Could you give the lines below as a numbered list, leaving out any blank lines?

AVAILABLE DATA:

· · · · · · ·

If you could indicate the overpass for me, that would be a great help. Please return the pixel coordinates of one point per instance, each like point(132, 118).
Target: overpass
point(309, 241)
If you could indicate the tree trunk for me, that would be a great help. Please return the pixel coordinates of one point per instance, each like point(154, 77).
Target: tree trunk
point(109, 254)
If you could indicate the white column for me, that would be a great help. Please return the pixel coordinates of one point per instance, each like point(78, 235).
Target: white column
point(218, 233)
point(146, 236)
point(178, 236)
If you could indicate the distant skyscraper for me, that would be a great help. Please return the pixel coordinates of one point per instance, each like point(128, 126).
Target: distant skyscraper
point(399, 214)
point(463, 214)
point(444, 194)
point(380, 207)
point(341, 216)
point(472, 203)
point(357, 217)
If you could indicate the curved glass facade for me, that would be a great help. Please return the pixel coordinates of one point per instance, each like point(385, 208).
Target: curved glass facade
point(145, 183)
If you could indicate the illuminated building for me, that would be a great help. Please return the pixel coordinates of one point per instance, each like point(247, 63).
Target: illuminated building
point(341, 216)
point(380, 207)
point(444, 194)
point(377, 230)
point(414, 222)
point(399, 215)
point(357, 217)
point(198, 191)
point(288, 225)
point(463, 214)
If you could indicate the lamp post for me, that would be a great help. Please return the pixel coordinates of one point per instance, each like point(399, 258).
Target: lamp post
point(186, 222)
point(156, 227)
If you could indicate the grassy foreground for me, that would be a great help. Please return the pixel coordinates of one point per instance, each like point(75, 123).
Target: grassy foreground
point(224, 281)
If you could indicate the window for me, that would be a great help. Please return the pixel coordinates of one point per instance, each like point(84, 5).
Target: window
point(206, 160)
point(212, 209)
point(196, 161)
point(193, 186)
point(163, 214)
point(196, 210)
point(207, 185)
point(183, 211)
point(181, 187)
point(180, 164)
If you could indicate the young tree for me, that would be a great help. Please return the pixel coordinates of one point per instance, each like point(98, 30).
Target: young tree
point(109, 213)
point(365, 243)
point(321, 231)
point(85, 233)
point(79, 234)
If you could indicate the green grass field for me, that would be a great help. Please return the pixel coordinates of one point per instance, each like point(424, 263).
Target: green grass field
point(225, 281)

· · · · · · ·

TASK OUTPUT:
1. If you could indicate the overpass for me, that would be a great help. Please return the pixel coordinates of one point per instance, each like point(132, 118).
2. Target: overpass
3. point(309, 241)
4. If you could indicate the tree trunk for me, that would be a great help. Please return the pixel coordinates of one point per instance, each like point(154, 77).
5. Target: tree trunk
6. point(109, 254)
7. If you could indicate the white column for me, that would be a great help. Please return the pixel coordinates of one point per instance, each like point(78, 235).
8. Target: white column
9. point(218, 233)
10. point(146, 236)
11. point(178, 236)
12. If you could indicate the distant skyscraper for me, that would be a great help. Please return the pixel coordinates of one point per instance, each like point(128, 126).
13. Target: distant skyscraper
14. point(399, 214)
15. point(463, 214)
16. point(444, 194)
17. point(380, 207)
18. point(341, 216)
19. point(472, 203)
20. point(357, 217)
21. If you could indicate the curved glass facade for me, that would be a great help. Please return the pixel coordinates of one point per instance, each like point(385, 208).
22. Target: curved glass facade
23. point(145, 183)
24. If you could indicate the illuminated building for me, that would be a great help. Please return the pixel coordinates of one point per instance, each like point(247, 63).
25. Target: illuminated building
26. point(341, 216)
27. point(380, 207)
28. point(444, 194)
29. point(377, 230)
30. point(414, 222)
31. point(399, 215)
32. point(357, 217)
33. point(198, 191)
34. point(288, 225)
35. point(463, 214)
36. If you could indicate the lamp post for me, that would be a great help. Please return the pixel coordinates of one point per instance, each like point(399, 258).
37. Target: lamp post
38. point(186, 222)
39. point(156, 227)
40. If you could indicate the grassy foreground for me, that would be a great help. Please return the pixel coordinates of one point per instance, each like point(75, 123).
41. Target: grassy foreground
42. point(224, 281)
43. If you could indicate the window for me, that would be a great help. Please return the pixel coordinates of one point per instance, each like point(84, 5).
44. Target: window
45. point(206, 160)
46. point(212, 209)
47. point(196, 161)
48. point(193, 186)
49. point(163, 214)
50. point(196, 210)
51. point(207, 185)
52. point(183, 211)
53. point(181, 187)
54. point(180, 164)
55. If you could indicate the young tree for me, that would be a great help. Please return the pixel coordinates of one point per instance, each like point(98, 30).
56. Target: young tree
57. point(109, 213)
58. point(365, 243)
59. point(321, 231)
60. point(85, 233)
61. point(79, 234)
62. If you could indicate the green grass field for me, that would be a great help. Please return the pixel coordinates of one point per instance, each like point(424, 263).
63. Target: green grass field
64. point(225, 281)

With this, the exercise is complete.